Work to do | Rewrite the rows below as a JSON list of strings, one string per line, skipping any blank lines. Leave the pictures out of your answer.
— BEGIN Recorded data —
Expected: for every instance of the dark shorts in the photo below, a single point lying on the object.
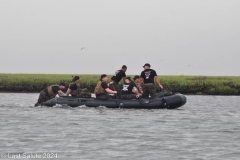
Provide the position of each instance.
(102, 97)
(149, 90)
(115, 87)
(128, 96)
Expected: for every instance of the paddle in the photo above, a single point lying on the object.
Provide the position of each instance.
(142, 100)
(120, 103)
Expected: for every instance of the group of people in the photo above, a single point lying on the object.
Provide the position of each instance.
(140, 86)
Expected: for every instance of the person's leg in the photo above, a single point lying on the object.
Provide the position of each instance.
(145, 91)
(42, 98)
(152, 91)
(103, 97)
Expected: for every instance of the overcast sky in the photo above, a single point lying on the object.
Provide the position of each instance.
(177, 37)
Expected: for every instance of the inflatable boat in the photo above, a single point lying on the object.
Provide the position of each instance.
(170, 102)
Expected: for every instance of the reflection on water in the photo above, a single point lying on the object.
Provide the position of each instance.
(207, 127)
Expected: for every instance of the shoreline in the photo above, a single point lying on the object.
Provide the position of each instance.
(187, 85)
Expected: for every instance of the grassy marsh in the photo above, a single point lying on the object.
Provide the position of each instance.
(202, 85)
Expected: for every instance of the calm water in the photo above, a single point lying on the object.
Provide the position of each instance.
(207, 127)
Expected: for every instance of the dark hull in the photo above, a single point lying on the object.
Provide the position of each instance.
(169, 102)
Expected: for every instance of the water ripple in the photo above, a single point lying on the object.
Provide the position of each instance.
(207, 127)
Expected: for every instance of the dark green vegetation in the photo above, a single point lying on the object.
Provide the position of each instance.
(205, 85)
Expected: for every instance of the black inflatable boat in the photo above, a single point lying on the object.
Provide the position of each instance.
(170, 102)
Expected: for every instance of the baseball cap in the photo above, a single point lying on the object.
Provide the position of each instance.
(147, 64)
(102, 76)
(136, 77)
(62, 84)
(75, 78)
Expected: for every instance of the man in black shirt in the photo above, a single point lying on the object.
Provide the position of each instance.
(102, 89)
(50, 92)
(147, 78)
(128, 89)
(137, 85)
(74, 87)
(116, 78)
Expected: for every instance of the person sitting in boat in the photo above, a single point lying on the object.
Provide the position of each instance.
(116, 78)
(75, 91)
(102, 90)
(129, 90)
(137, 85)
(50, 92)
(147, 78)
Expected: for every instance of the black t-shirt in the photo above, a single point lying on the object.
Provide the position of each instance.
(118, 75)
(127, 88)
(148, 75)
(55, 89)
(104, 85)
(73, 86)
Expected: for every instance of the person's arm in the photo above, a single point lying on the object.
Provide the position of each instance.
(158, 82)
(123, 79)
(61, 93)
(110, 91)
(68, 91)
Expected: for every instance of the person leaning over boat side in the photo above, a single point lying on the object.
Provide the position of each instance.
(116, 78)
(137, 85)
(50, 92)
(102, 89)
(128, 89)
(74, 87)
(147, 78)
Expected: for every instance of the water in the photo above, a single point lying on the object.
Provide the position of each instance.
(206, 127)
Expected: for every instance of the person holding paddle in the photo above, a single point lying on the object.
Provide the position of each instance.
(50, 92)
(102, 89)
(148, 76)
(116, 78)
(128, 90)
(136, 83)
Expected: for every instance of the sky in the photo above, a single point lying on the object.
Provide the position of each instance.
(177, 37)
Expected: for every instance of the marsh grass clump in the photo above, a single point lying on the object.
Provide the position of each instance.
(207, 85)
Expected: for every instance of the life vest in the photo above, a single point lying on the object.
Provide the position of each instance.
(75, 92)
(99, 90)
(50, 93)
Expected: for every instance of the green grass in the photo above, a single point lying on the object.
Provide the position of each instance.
(205, 85)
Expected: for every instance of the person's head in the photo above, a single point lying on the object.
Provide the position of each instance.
(124, 68)
(128, 80)
(103, 78)
(75, 79)
(136, 79)
(147, 66)
(62, 85)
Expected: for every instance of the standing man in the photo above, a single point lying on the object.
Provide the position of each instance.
(50, 92)
(102, 90)
(137, 85)
(74, 87)
(116, 78)
(147, 78)
(129, 90)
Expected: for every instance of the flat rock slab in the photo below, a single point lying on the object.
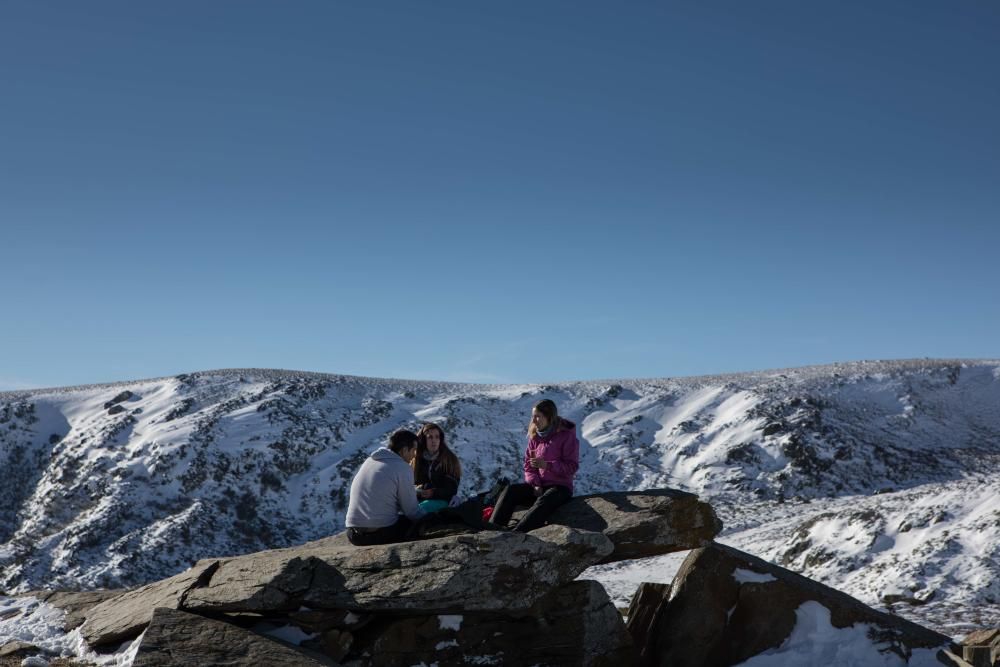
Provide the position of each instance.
(726, 606)
(575, 624)
(177, 638)
(124, 616)
(480, 572)
(76, 604)
(643, 523)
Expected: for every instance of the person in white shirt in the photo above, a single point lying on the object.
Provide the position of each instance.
(383, 503)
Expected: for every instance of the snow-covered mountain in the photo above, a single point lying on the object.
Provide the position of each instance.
(878, 478)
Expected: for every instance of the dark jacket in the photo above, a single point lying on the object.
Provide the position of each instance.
(444, 485)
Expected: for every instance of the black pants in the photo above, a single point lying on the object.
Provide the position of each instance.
(397, 532)
(541, 507)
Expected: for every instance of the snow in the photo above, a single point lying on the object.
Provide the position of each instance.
(814, 641)
(120, 500)
(289, 633)
(751, 577)
(30, 620)
(450, 622)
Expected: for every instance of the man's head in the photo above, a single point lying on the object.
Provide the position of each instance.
(404, 443)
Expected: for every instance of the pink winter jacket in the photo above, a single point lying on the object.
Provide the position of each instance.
(561, 450)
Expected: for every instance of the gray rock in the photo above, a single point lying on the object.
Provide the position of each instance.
(124, 616)
(725, 606)
(575, 624)
(642, 611)
(18, 649)
(485, 571)
(76, 604)
(178, 638)
(643, 523)
(480, 572)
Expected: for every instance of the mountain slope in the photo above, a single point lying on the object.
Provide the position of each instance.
(105, 488)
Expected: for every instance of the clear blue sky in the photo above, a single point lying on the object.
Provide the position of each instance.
(514, 191)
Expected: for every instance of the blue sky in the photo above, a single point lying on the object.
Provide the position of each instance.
(523, 192)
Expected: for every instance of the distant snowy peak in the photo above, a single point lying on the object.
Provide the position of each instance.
(108, 489)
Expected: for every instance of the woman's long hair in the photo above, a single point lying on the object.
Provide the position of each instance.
(551, 412)
(446, 458)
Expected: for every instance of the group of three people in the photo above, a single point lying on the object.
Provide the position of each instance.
(416, 473)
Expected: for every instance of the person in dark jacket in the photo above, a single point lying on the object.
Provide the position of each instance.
(550, 463)
(436, 470)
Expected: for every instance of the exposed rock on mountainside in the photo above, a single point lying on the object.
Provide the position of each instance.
(233, 462)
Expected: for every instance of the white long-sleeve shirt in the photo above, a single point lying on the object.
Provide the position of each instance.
(381, 490)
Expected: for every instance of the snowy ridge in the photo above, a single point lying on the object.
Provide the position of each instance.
(105, 494)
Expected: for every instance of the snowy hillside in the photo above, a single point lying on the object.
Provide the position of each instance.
(105, 489)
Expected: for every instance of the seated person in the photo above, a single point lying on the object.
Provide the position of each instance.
(550, 462)
(436, 470)
(381, 490)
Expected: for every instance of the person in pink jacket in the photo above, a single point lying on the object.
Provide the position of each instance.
(550, 462)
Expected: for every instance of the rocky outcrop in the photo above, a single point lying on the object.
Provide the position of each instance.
(488, 571)
(575, 624)
(177, 638)
(982, 648)
(124, 616)
(642, 611)
(725, 606)
(643, 523)
(76, 604)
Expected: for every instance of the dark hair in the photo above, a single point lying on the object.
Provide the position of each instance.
(449, 462)
(402, 439)
(551, 412)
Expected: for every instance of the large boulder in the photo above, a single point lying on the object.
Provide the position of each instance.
(575, 624)
(124, 616)
(643, 523)
(643, 609)
(177, 638)
(982, 648)
(483, 572)
(76, 604)
(725, 606)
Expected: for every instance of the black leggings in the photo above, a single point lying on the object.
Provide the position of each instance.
(541, 507)
(397, 532)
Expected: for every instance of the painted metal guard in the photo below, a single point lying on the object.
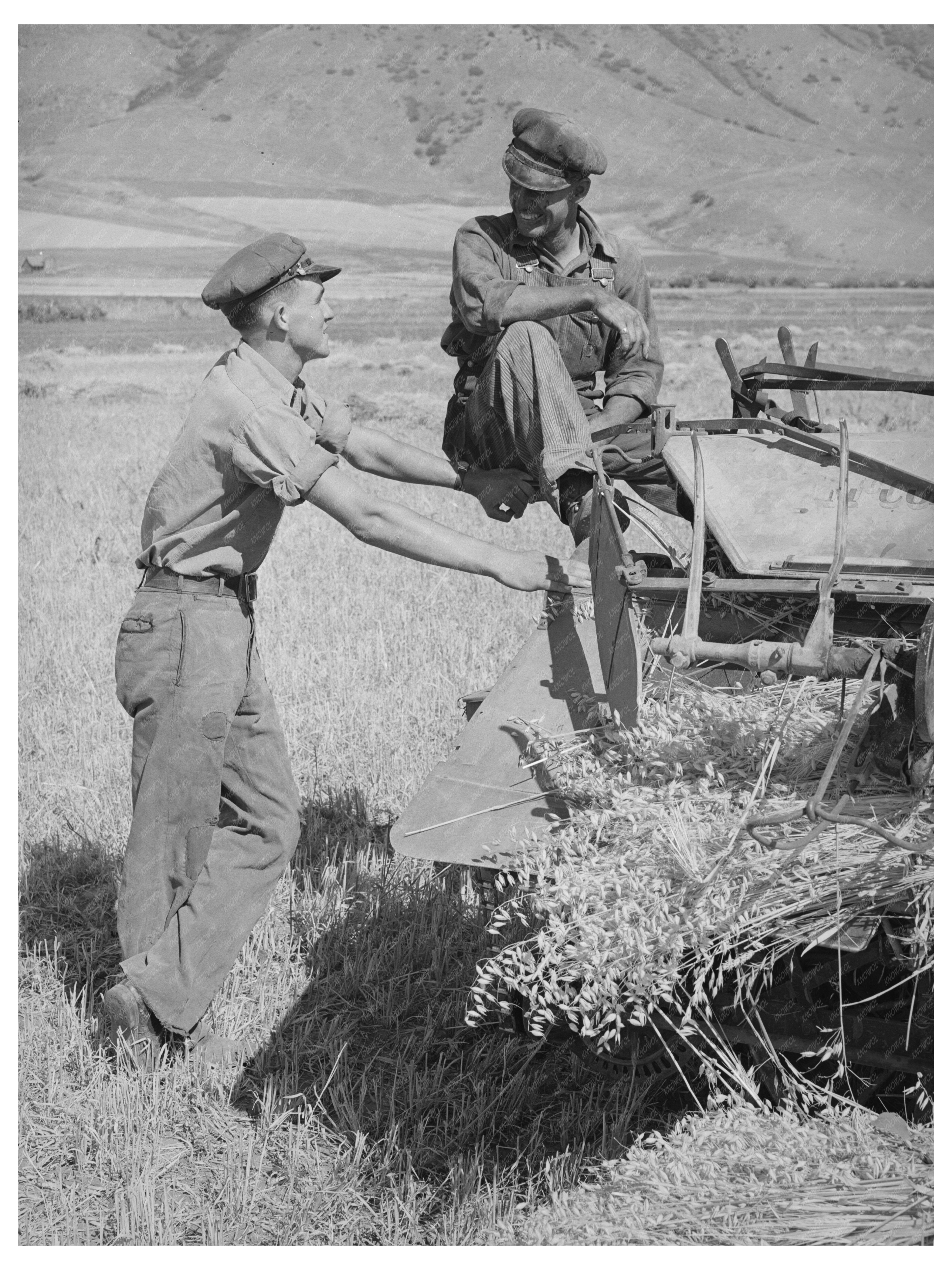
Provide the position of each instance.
— END Recorded data —
The result |
[
  "Expected: for every instance of the dark shorts in the photo below, a single point lying on the object.",
  "Provide the position of each instance.",
  "(102, 97)",
  "(149, 90)",
  "(115, 87)",
  "(128, 96)",
  "Expected: for every instance of the paddle in the photo above, a single point lying on the object.",
  "Provide the position of each instance.",
  "(142, 100)",
  "(120, 103)",
  "Expected: for every instance of the group of people in the photo above, a single point lying on the object.",
  "Provide the position of each instance.",
  "(140, 86)",
  "Expected: for every instance of the person's leg in the photo above, a single point lying on the object.",
  "Provide the position of each instance.",
  "(145, 91)",
  "(42, 98)",
  "(152, 91)",
  "(103, 97)",
  "Expected: for every instance of the overcast sky in the photo above, a single point lying on the object.",
  "Provide the position of each instance.",
  "(177, 37)",
  "Expected: for every instance of the inflatable boat in the photo above, a single point lying on the object.",
  "Provide the position of each instance.",
  "(170, 102)",
  "Expected: for every instance of the reflection on water in the photo above, a single point lying on the object.",
  "Provide the position of each instance.",
  "(207, 127)",
  "Expected: for every instance of the shoreline in the photo above, a single point lying on the object.",
  "Provide the position of each instance.",
  "(187, 85)",
  "Expected: for every instance of the grassy marsh in the photo above, a single point lying on the object.",
  "Provide the position of each instance.",
  "(202, 85)",
  "Expected: for every instance of the calm water in the photo above, a single point lying on the object.",
  "Provide the position of each instance.",
  "(207, 127)",
  "Expected: for every instance of the dark hull in the photo above, a single point lying on the object.",
  "Provide the position of each instance.",
  "(169, 102)",
  "Expected: for every instance of the water ripple in the photo above, a single point lying on the object.",
  "Provide the position of each instance.",
  "(207, 127)",
  "Expected: for every instance of the dark green vegetation in the photo above, a single point lying on the object.",
  "Provide the position of each instance.",
  "(205, 85)",
  "Expected: for every instance of the black inflatable boat in the photo above, a single point lying on the object.",
  "Provide the position of each instance.",
  "(170, 102)",
  "Expected: for every instance of the baseball cap in the photo above, a single point lying on the object.",
  "Provide the position of each instance.",
  "(147, 64)",
  "(102, 76)",
  "(136, 77)",
  "(62, 84)",
  "(75, 78)",
  "Expected: for every instance of the man in black shirt in the photo above, a single point lying on the object.",
  "Provide the position of each instance.",
  "(102, 89)",
  "(50, 92)",
  "(147, 78)",
  "(128, 89)",
  "(137, 85)",
  "(74, 87)",
  "(116, 78)",
  "Expected: for every instance of the person sitting in boat in the photo above, a single point lying on the object.",
  "Provide the position of each instance.",
  "(116, 78)",
  "(75, 91)",
  "(102, 90)",
  "(129, 90)",
  "(137, 85)",
  "(50, 92)",
  "(147, 78)",
  "Expected: for every instance of the black t-shirt in the photo above, a single point lying on the object.",
  "Provide the position of each instance.",
  "(118, 75)",
  "(127, 88)",
  "(148, 75)",
  "(55, 89)",
  "(104, 85)",
  "(73, 86)",
  "Expected: for every instance of the person's arm in the photo above, a single point lying on the object.",
  "Provide the position of each instance.",
  "(158, 82)",
  "(123, 79)",
  "(61, 93)",
  "(110, 91)",
  "(68, 91)",
  "Expected: for every instance of the person leaning over boat side in the photo above, a single point lying on the object.",
  "Provide the position of each instance.",
  "(116, 78)",
  "(137, 85)",
  "(50, 92)",
  "(102, 89)",
  "(128, 89)",
  "(74, 87)",
  "(147, 78)",
  "Expected: for every instance of the water in the photo above, a single point lying on the object.",
  "Provide the position of each instance.",
  "(206, 127)",
  "Expected: for every instance of the person holding paddle in the photo above, a single point lying on the object.",
  "Provide the position of each instance.",
  "(50, 92)",
  "(102, 89)",
  "(148, 76)",
  "(116, 78)",
  "(128, 90)",
  "(136, 83)",
  "Expected: for every instance of the sky in the photo above, a single point lying on the object.",
  "Provide the position of each instance.",
  "(177, 37)",
  "Expected: for every instance of the marsh grass clump in the photo above, a single point lying on the object.",
  "Provide the position of each instance.",
  "(207, 85)",
  "Expected: for every instance of the life vest in the photo above, a single point lying on the object.",
  "Provide the position of each instance.",
  "(75, 92)",
  "(99, 90)",
  "(50, 93)",
  "Expected: for every instance of the green grass in the photo above, a single point lying on the object.",
  "Provide the position of each instance.",
  "(205, 85)",
  "Expected: for every instance of the person's head in the photo above, a single point lying on the object.",
  "Provide the position of each instance.",
  "(124, 68)",
  "(128, 80)",
  "(103, 78)",
  "(75, 79)",
  "(136, 79)",
  "(147, 66)",
  "(62, 85)",
  "Expected: for every instance of the standing man in the photo above, a single point lying on the object.",
  "Provide the position of each instance.",
  "(50, 92)",
  "(102, 90)",
  "(137, 85)",
  "(74, 87)",
  "(116, 78)",
  "(147, 78)",
  "(129, 90)",
  "Expected: for every instance of the flat rock slab in the photo below, a single point lying on the object.",
  "Provide the position of each instance.",
  "(726, 606)",
  "(575, 624)",
  "(177, 638)",
  "(124, 616)",
  "(480, 572)",
  "(76, 604)",
  "(643, 523)",
  "Expected: for every instance of the person in white shirt in the photo above, a single point lying on the object.",
  "Provide the position of each instance.",
  "(383, 503)",
  "Expected: for every instance of the snow-covered mountain in the photo above, a single point lying on the object.",
  "Provide the position of each instance.",
  "(878, 478)",
  "Expected: for every instance of the dark jacket in the photo above, a single point lying on the object.",
  "Provide the position of each instance.",
  "(444, 485)",
  "Expected: for every instance of the black pants in the photo above, a single point lying on the object.",
  "Provide the position of each instance.",
  "(397, 532)",
  "(541, 507)",
  "Expected: for every instance of the snow in the photo above, a single point lying on the object.",
  "Provide the position of each instance.",
  "(814, 641)",
  "(120, 500)",
  "(289, 633)",
  "(751, 577)",
  "(30, 620)",
  "(450, 622)",
  "Expected: for every instance of the man's head in the photo above, a single point lying on the object.",
  "Provide the position of each instance.",
  "(404, 443)",
  "Expected: for every instance of the pink winter jacket in the photo above, a single point lying on the object.",
  "Provide the position of each instance.",
  "(561, 450)",
  "Expected: for every instance of the gray rock in the photo above, a single point lying on the object.",
  "Provide the position of each instance.",
  "(124, 616)",
  "(725, 606)",
  "(575, 624)",
  "(642, 611)",
  "(18, 649)",
  "(485, 571)",
  "(76, 604)",
  "(178, 638)",
  "(643, 523)",
  "(480, 572)",
  "Expected: for every instance of the mountain slope in the photo above, a single point lying on the object.",
  "Provide the position of each instance.",
  "(105, 488)",
  "Expected: for every instance of the clear blue sky in the photo above, a single point lying on the object.",
  "Provide the position of each instance.",
  "(514, 191)",
  "Expected: for every instance of the blue sky in the photo above, a single point lying on the object.",
  "Provide the position of each instance.",
  "(523, 192)",
  "Expected: for every instance of the distant snowy peak in the photo above, a single point lying on the object.",
  "Provide the position of each instance.",
  "(108, 489)",
  "Expected: for every instance of the woman's long hair in the photo above, a single point lying on the object.",
  "Provide the position of each instance.",
  "(551, 412)",
  "(446, 458)",
  "Expected: for every instance of the group of three people in the photo above, a single point lying on the object.",
  "Provide the position of each instance.",
  "(416, 473)",
  "Expected: for every instance of the person in dark jacket in the photo above, a single point lying on the object.",
  "Provide the position of each instance.",
  "(550, 463)",
  "(436, 470)",
  "Expected: for every instance of the exposed rock on mountainside in the photo above, a single point lying on the object.",
  "Provide the position of each instance.",
  "(233, 462)",
  "Expected: for every instance of the white long-sleeve shirt in the photo above, a single point lying on the object.",
  "Provide the position of each instance.",
  "(381, 490)",
  "Expected: for every instance of the snowy ridge in the photo above, a single point lying on the object.",
  "Provide the position of each instance.",
  "(105, 494)",
  "Expected: for every instance of the snowy hillside in the photo above, a single point lying on the object.",
  "Provide the position of each instance.",
  "(105, 489)",
  "Expected: for every instance of the seated person in the photo above, a single point lying on the object.",
  "Provide the position of each instance.",
  "(550, 462)",
  "(436, 470)",
  "(381, 490)",
  "Expected: for every instance of the person in pink jacket in the photo above, a single point lying on the object.",
  "Provide the position of each instance.",
  "(550, 462)",
  "Expected: for every instance of the rocky outcrop in the photo above, a single point lying on the object.",
  "Provide the position of each instance.",
  "(488, 571)",
  "(575, 624)",
  "(177, 638)",
  "(982, 648)",
  "(124, 616)",
  "(642, 611)",
  "(725, 606)",
  "(643, 523)",
  "(76, 604)",
  "Expected: for every instance of the dark hair in the photo above, a single point lying on the object.",
  "Provide the position of each instance.",
  "(449, 462)",
  "(402, 439)",
  "(551, 412)",
  "Expected: for every instance of the large boulder in the photo above, a single point lying on the object.",
  "Provide the position of each instance.",
  "(575, 624)",
  "(124, 616)",
  "(643, 523)",
  "(643, 609)",
  "(177, 638)",
  "(982, 648)",
  "(483, 572)",
  "(76, 604)",
  "(725, 606)",
  "Expected: for every instance of the black leggings in the photo above, a single point lying on the object.",
  "Provide the position of each instance.",
  "(541, 507)",
  "(397, 532)",
  "Expected: for every instance of the painted metal guard in the photo below, a single point lying on the object.",
  "Provide the position of each instance."
]